╭─ The data

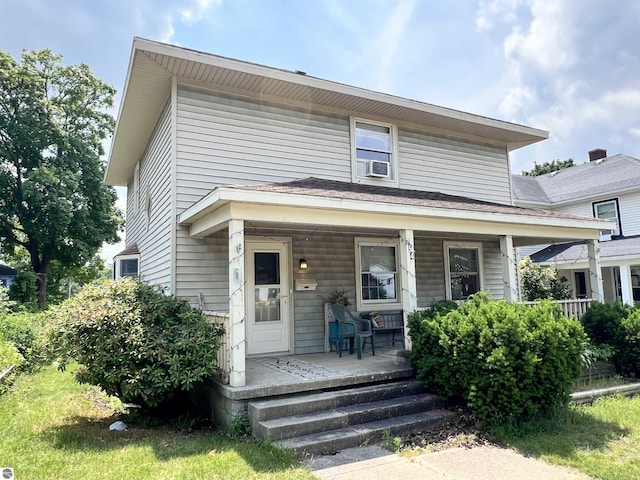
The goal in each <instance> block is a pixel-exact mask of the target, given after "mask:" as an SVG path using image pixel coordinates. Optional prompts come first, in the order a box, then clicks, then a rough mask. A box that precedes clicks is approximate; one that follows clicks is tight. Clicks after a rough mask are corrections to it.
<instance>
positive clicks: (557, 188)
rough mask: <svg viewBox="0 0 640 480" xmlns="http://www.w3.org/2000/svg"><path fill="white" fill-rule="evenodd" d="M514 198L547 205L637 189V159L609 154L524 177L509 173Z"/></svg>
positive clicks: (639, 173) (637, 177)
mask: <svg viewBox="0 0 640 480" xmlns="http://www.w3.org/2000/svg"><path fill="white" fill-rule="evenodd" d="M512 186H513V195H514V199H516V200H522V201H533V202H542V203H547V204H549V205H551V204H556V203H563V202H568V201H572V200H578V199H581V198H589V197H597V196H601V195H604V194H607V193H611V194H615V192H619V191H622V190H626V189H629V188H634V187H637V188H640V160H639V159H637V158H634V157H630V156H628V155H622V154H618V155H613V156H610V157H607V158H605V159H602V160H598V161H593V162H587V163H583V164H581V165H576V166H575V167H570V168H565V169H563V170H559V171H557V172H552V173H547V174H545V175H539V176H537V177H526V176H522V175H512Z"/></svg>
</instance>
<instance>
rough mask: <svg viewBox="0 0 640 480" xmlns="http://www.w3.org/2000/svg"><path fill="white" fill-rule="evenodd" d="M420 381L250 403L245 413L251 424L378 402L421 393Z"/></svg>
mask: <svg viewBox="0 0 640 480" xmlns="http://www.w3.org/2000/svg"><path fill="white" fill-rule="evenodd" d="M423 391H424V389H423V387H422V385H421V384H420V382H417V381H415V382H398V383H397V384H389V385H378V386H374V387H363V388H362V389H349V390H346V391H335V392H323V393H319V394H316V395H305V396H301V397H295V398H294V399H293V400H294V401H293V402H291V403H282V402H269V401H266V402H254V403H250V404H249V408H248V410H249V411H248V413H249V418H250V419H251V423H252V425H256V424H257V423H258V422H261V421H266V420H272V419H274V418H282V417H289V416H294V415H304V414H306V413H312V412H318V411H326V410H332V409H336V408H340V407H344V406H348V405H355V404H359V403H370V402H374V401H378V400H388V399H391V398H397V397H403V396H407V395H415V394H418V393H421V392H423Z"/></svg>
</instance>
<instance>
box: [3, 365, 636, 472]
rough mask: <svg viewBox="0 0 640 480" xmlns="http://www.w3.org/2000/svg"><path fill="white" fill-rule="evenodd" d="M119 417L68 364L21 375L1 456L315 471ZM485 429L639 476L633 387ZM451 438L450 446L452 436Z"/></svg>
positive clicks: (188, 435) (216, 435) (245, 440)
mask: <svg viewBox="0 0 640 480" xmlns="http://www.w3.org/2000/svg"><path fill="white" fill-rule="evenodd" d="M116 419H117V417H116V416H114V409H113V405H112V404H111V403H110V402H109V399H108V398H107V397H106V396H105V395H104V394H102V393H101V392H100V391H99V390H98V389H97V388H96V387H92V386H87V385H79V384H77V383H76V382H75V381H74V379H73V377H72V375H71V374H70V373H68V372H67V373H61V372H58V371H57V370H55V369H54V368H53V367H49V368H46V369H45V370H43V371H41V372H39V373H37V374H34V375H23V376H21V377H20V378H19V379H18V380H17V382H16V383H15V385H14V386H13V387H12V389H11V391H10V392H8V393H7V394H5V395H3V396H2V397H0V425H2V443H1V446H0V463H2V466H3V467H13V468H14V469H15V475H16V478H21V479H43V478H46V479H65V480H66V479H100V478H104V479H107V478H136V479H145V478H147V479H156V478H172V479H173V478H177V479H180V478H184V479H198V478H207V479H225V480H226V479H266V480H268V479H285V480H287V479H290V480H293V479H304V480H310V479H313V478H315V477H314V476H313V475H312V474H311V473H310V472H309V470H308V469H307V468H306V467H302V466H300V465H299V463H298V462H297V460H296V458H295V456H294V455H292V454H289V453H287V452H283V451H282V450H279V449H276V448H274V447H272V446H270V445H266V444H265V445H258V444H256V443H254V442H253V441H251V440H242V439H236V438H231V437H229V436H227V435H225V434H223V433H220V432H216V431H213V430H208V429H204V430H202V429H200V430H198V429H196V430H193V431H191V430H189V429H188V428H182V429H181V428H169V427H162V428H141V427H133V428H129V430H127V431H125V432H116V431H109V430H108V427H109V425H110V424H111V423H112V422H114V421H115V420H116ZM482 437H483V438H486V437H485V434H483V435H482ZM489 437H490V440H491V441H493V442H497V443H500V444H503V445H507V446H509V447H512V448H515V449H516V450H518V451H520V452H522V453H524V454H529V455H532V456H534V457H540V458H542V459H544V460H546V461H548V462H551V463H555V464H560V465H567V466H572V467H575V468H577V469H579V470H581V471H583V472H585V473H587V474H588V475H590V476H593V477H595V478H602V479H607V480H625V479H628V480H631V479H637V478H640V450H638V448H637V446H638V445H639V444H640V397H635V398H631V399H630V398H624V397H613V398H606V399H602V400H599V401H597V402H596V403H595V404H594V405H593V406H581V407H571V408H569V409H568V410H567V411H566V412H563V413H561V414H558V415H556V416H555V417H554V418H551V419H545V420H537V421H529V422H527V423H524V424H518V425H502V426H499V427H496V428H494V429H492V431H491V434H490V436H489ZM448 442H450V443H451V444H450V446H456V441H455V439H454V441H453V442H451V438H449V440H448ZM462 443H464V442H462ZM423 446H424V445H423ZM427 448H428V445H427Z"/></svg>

╰─
╭─ The data

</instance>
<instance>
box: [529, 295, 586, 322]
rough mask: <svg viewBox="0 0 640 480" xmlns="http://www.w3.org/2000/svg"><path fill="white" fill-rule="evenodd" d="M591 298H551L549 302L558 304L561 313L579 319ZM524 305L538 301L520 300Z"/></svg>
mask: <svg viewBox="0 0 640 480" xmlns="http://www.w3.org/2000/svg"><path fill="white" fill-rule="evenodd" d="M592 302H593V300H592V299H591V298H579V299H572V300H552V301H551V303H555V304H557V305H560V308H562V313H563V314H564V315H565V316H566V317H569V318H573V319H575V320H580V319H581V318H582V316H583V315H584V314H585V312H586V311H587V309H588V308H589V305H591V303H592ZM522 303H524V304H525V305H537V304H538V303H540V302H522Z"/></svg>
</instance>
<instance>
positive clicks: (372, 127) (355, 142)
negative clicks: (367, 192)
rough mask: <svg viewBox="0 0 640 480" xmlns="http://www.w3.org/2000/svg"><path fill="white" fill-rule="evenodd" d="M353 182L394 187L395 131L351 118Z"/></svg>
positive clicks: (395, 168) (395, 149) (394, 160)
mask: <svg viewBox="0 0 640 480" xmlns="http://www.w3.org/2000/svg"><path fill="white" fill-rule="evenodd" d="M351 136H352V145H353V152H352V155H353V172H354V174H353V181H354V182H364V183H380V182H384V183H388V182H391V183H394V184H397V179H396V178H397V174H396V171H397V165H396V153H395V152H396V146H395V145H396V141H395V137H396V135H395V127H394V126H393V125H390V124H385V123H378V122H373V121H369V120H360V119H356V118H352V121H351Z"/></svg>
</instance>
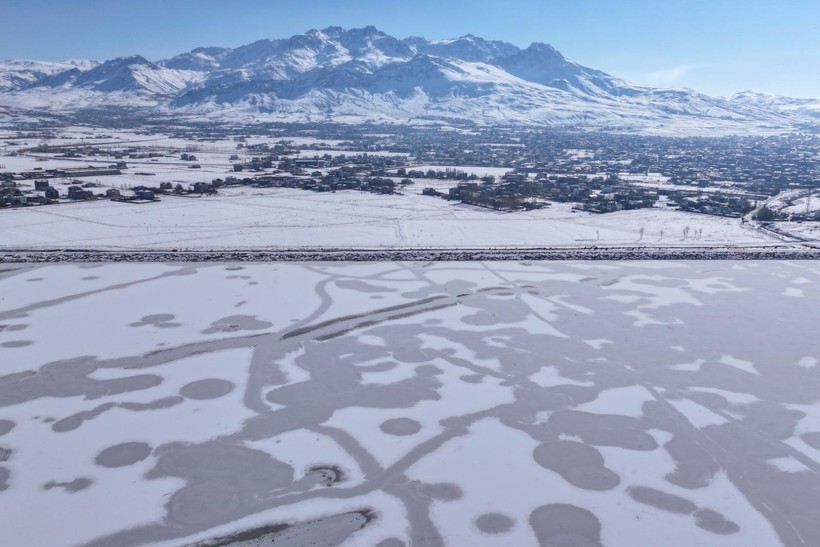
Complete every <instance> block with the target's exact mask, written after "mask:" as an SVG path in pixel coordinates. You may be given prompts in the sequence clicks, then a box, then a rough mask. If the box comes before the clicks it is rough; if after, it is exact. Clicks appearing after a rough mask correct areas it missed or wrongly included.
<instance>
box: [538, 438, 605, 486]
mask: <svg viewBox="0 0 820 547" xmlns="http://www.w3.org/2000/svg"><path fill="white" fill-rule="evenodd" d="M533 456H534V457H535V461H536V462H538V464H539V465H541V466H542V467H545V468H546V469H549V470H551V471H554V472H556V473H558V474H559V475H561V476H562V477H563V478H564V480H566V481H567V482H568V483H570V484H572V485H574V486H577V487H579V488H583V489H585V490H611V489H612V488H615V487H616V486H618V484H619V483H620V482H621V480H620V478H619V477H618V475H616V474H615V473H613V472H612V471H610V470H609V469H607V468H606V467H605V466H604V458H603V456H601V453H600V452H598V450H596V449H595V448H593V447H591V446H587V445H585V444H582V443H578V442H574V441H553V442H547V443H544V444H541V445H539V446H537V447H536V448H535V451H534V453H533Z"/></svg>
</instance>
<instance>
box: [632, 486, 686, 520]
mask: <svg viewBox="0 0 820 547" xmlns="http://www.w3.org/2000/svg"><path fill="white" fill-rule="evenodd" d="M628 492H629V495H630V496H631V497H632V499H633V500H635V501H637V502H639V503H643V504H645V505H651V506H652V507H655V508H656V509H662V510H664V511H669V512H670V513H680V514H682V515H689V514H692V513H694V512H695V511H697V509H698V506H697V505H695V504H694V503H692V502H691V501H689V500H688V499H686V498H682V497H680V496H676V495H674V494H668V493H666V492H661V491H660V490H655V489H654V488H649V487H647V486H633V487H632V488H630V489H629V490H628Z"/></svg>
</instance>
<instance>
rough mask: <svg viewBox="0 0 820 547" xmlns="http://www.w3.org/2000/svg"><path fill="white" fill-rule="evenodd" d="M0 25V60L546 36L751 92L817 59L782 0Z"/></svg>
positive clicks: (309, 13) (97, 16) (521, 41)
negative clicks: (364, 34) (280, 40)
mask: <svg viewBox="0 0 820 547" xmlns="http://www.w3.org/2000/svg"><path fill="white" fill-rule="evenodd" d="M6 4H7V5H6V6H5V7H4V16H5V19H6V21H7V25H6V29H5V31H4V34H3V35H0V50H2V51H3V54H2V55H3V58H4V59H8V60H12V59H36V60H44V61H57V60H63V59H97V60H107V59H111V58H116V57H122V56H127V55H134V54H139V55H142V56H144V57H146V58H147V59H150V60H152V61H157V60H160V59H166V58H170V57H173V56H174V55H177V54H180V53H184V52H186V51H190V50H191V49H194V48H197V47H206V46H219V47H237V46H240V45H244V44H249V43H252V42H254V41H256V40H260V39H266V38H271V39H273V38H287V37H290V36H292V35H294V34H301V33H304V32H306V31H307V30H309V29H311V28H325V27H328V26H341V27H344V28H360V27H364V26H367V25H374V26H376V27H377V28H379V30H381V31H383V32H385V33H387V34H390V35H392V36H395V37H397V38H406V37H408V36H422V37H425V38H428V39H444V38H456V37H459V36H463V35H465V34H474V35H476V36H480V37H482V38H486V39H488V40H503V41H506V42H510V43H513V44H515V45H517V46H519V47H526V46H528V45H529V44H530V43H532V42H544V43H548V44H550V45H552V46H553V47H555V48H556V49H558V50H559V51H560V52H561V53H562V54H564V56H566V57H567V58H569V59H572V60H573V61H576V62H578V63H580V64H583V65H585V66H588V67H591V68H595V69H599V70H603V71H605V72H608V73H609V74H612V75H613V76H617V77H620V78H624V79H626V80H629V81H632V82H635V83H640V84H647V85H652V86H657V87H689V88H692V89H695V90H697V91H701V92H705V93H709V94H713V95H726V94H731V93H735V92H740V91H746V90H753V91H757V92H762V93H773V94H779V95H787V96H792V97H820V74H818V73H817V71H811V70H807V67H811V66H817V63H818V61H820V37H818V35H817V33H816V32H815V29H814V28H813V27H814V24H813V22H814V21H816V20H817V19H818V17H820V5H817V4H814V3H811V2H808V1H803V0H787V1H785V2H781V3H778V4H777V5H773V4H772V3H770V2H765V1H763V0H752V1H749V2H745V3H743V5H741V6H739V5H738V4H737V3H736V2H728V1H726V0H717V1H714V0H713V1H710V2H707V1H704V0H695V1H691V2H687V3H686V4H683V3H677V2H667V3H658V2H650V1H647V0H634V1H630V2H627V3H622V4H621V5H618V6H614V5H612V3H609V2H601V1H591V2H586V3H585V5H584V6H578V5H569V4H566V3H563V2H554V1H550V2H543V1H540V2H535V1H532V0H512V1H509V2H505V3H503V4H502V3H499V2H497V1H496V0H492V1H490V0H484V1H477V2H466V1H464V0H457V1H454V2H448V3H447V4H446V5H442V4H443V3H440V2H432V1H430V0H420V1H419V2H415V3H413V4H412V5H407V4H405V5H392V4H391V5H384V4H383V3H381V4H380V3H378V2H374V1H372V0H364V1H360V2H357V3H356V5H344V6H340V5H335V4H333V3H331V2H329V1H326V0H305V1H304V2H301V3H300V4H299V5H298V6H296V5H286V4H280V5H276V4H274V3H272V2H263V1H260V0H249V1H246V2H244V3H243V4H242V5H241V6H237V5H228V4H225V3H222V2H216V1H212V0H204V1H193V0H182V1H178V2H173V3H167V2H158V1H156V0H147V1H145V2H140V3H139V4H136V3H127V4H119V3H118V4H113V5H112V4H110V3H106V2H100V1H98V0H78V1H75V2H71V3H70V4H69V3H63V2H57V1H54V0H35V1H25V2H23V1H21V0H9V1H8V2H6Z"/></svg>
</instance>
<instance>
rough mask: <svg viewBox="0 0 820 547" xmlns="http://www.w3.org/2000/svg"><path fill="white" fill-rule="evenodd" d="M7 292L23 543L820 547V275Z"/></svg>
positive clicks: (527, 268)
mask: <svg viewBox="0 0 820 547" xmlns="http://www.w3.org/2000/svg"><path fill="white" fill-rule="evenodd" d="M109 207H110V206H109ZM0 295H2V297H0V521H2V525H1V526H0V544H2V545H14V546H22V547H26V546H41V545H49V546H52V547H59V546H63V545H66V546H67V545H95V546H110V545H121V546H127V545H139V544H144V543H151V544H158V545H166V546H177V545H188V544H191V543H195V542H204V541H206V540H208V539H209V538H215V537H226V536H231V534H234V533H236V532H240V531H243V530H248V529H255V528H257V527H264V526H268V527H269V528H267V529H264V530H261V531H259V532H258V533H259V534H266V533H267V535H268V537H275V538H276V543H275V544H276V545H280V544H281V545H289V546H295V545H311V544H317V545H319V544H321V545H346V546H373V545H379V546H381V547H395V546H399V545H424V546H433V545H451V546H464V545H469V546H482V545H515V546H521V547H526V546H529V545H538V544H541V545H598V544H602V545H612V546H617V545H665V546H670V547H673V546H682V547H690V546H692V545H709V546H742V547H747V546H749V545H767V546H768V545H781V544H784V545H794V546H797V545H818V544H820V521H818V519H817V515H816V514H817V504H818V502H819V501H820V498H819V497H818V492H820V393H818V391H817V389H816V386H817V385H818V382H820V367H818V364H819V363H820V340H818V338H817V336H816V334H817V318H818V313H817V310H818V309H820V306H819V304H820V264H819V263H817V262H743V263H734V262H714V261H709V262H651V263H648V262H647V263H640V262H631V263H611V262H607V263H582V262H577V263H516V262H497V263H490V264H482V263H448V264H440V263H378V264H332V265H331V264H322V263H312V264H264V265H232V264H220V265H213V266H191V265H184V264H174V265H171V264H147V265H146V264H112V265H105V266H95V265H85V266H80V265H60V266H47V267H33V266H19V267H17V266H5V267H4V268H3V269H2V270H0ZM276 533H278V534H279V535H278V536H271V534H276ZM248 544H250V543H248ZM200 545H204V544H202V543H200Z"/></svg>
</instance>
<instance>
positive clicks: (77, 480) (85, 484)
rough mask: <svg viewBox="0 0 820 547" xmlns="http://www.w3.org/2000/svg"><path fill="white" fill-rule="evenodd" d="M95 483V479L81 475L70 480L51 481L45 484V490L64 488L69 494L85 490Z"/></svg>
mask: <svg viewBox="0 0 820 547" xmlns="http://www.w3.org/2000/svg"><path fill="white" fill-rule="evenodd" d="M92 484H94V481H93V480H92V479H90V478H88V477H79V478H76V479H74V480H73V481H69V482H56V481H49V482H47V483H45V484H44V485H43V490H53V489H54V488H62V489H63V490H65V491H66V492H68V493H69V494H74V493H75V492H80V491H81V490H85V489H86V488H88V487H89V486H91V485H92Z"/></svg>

╰─
╭─ The data

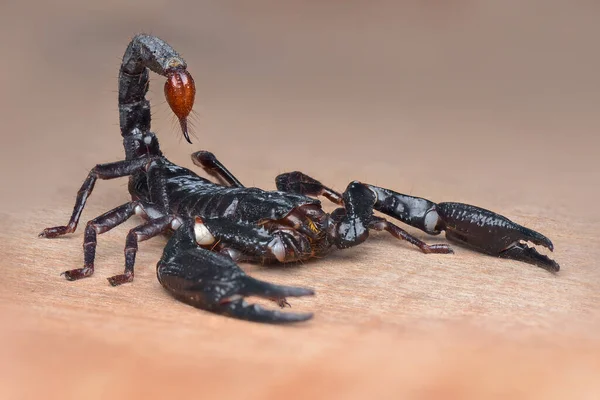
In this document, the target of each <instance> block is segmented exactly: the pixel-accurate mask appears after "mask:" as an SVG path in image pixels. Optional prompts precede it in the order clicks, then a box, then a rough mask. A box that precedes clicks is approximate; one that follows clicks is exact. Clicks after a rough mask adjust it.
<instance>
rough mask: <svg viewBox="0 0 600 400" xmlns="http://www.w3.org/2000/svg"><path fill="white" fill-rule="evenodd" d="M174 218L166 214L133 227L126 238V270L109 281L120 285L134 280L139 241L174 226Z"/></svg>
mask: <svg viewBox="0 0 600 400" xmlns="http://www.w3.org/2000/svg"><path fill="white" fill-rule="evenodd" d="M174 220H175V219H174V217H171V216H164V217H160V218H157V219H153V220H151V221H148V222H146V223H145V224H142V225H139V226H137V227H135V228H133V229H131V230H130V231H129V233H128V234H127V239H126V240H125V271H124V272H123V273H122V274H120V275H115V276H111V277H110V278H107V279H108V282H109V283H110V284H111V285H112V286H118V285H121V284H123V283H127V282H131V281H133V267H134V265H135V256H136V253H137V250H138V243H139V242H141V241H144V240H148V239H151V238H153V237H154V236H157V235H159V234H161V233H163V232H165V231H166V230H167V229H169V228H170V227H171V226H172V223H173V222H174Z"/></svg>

╰─

Task to carry out: Would you filter the records and copy each line that contains the word "approximate"?

Answer box:
The goal in each <instance> block is a pixel-exact mask of the target, given after "mask:" as an SVG path using image pixel coordinates. Optional prompts come first, in the order a box, then clicks, then a rough mask. A box that precedes clicks is approximate; one that follows clicks is tight. Clicks after a rough mask are corrections to it.
In this document, the target of each <instance> block is segmented exactly: the pixel-accurate mask appears after "mask:" as an SVG path in image pixels. Optional prompts precede it in the order clicks, then a box, then a rough mask. A box that precedes clicks is approximate; one that follows clicks is exact. Clicks after a rough mask adjust it.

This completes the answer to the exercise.